# Ketentuan Soal
Lanjutkan artikel tentang kelangkaan LPG 3 kg di warung madura, dimulai tepat setelah kalimat terakhirnya.

# Kutipan Halaman
Warung Madura: Kasihan, dari Kemarin Banyak Orang Nanyain LPG 3 Kg

Pembatasan penyaluran gas melon kepada warung kecil berdampak terhadap omzetnya.

Bayu Adji Prihammanda/Republika
Seorang pedagang warung madura menjaga warungnya di kawasan Ragunan, Jakarta Selatan, Senin (3/2/2025). Sudah sejak beberapa hari terakhir, warungnya kesulitan mendapatkan gas LPG 3 kilogram.
Rep: Bayu Adji Prihammanda Red: Mas Alamil Huda

REPUBLIKA.CO.ID, JAKARTA -- Sejak beberapa hari terakhir, liquefied petroleum gas (LPG) 3 kilogram (kg) mengalami kelangkaan di pengecer, termasuk warung madura. Hal itu disebabkan adanya kebijakan baru dari pemerintah terkait penjualan LPG 3 kg yang hanya diperbolehkan di pangkalan resmi Pertamina sejak 1 Februari 2025.

Baca Juga


Republika mendatangi sejumlah warung madura dari kawasan Depok hingga Jakarta Selatan, pada Senin (3/2/2025). Hampir 10 warung madura yang disambangi Republika, seluruhnya menjawab kosong ketika ditanya ketersediaan LPG 3 kg.

Salah seorang pedagang warung madura di kawasanan Ragunan, Muslihah (40 tahun) mengatakan, kelangkaan gas melon sudah terjadi sejak lima hari terakhir. Namun, hari ini merupakan yang paling parah.

"Sudah seminggu, sehari dijatah paling banyak lima. Hari ini aku dijatah dua doang," kata dia saat ditemui Republika, Senin (3/2/2025) siang.

Perempuan itu mengaku sudah sekitar dua tahun berjualan di kawasan Ragunan. Menurut dia, selama ini pasokan LPG 3 kg selalu lancar dari pangkalan atau agen. Namun, beberapa hari terakhir pengiriman gas melon ke warungnya dibatasi.

Ia mengatakan, selama ini harga LPG 3 kg di pangkalan didapatkannya dengan harga Rp 17 ribu per tabung. Biasanya, ia mejual dengan harga Rp 19 ribu per tabung.

# Data pelabelan bentuk

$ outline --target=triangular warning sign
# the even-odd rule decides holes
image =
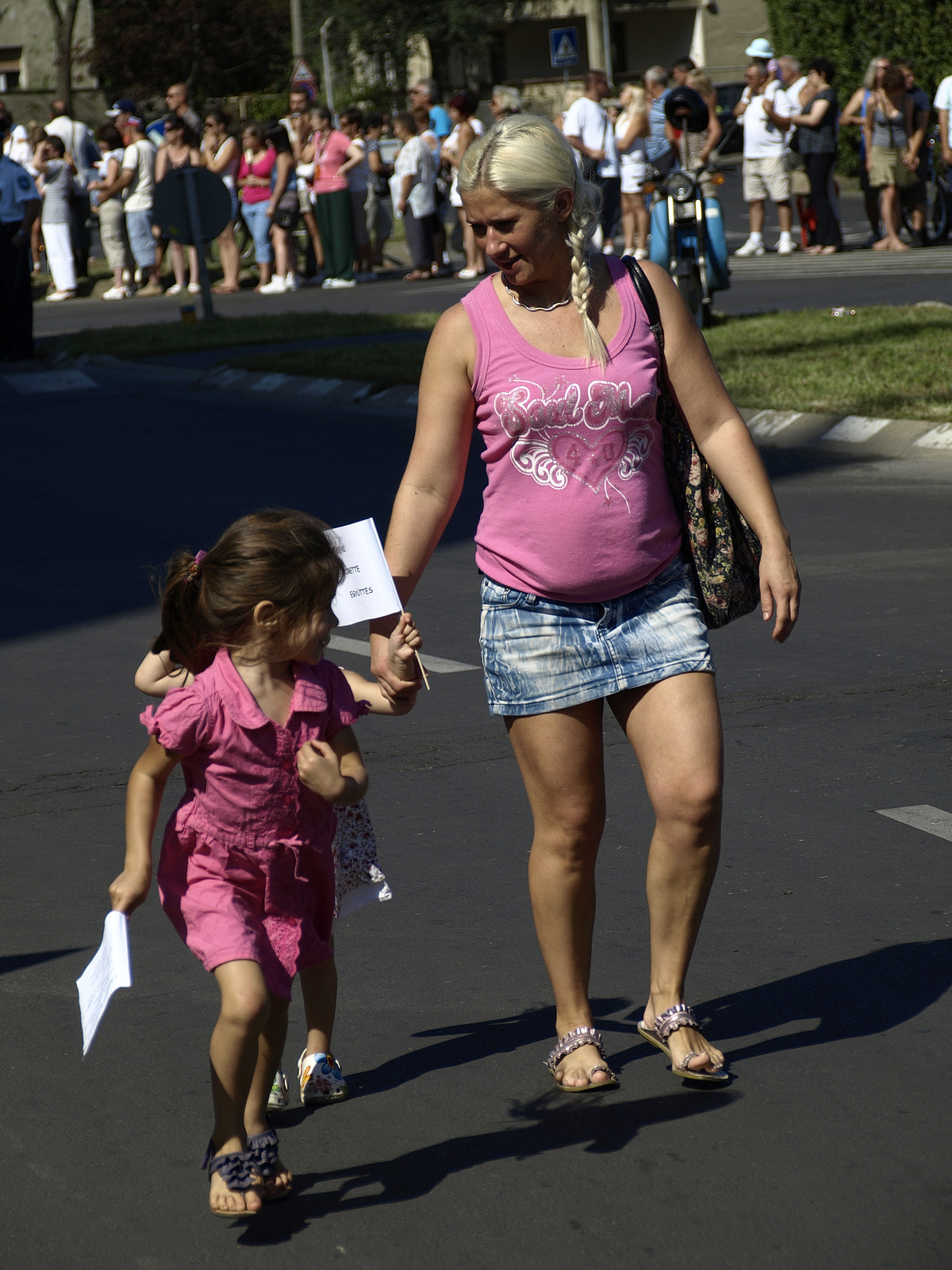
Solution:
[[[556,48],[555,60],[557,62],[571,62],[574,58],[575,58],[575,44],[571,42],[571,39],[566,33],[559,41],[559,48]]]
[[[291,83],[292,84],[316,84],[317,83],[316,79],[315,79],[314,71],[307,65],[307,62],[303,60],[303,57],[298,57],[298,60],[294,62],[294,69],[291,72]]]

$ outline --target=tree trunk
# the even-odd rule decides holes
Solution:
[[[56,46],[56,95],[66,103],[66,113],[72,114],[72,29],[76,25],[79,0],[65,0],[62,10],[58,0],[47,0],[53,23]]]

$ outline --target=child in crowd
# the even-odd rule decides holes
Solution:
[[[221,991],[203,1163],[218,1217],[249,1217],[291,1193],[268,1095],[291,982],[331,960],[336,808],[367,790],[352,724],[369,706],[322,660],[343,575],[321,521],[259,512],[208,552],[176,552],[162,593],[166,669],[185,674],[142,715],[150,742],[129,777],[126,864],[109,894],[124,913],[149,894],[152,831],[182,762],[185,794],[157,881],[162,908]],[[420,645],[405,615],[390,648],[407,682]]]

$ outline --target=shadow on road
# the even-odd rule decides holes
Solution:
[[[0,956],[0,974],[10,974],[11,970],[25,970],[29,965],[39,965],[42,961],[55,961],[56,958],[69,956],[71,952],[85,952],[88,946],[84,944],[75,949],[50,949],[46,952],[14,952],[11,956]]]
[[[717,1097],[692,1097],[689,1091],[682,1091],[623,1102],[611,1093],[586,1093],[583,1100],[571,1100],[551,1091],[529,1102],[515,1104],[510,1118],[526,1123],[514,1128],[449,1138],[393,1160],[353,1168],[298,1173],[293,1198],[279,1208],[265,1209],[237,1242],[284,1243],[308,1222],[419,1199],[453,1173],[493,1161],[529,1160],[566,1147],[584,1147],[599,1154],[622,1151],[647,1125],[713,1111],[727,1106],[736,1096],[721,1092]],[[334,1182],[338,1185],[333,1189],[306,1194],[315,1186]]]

# Hasil Latihan
Namun, sejak beberapa hari terakhir ia menjual LPG 3 kg seharga Rp 20 ribu per tabung, meski harga belinya tetap Rp 17 ribu. Pasalnya, ia harus mengantre lama untuk mendapatkan pasokan. Apalagi, pasokan yang didapatkannya maksimal hanya lima tabung.

"Soalnya saya ngantre. Lapar, haus. Bukan sejam dapat. Kayak pengemis. Kita itu mau beli macam pengemis. Kita juga kan perlu makan, punya anak kecil," kata dia menjelaskan alasan menjual gas melon dengan harga lebih tinggi dari biasanya.

Muslihah menilai, warga juga banyak yang mendatangi warungnya sejak kemarin malam. Para warga itu mengaku sudah berkeliling mencari gas melon. Bahkan, ada juga beberapa pedagang yang menitipkan tabung gas kosong di warungnya agar bisa didahulukan.

"Banyak dari tadi malam nyari (gas), kasihan. Apalagi yang jualan makanan. Ada yang menitip juga di sini gasnya," kata dia.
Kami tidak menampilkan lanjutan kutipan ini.